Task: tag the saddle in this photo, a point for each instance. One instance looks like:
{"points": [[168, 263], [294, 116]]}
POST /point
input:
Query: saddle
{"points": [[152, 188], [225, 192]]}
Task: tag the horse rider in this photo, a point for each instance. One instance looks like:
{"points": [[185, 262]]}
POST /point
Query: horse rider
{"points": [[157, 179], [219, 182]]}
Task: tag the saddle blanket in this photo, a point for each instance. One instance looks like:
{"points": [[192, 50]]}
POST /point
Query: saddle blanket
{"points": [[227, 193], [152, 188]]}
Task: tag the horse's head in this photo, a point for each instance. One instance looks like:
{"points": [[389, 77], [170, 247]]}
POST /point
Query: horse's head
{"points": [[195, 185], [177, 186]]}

***

Problem requirements:
Convert every line of the records above into a JSON list of strings, with one string per line and no entries for blank lines.

Solution for this exercise:
[
  "Task: tag the saddle in this photo, a point for each instance. One instance looks like:",
  "{\"points\": [[168, 263], [294, 116]]}",
  "POST /point",
  "input:",
  "Query: saddle",
  "{\"points\": [[152, 188], [225, 192]]}",
  "Task: tag the horse rider in this photo, a point for each instance. One instance looks like:",
  "{\"points\": [[185, 262]]}",
  "POST /point",
  "Query: horse rider",
  "{\"points\": [[157, 179], [219, 182]]}",
  "Task: tag the saddle blanket in this photo, a point for each instance. One instance looks like:",
  "{\"points\": [[192, 50]]}",
  "POST /point",
  "Query: saddle blanket",
  "{\"points\": [[227, 193], [152, 188]]}",
  "Task: tag the horse's head in this photo, a point for each instance. One instance looks like:",
  "{\"points\": [[389, 77], [170, 247]]}",
  "POST /point",
  "Query: horse's head",
  "{\"points\": [[195, 185], [177, 186]]}"
]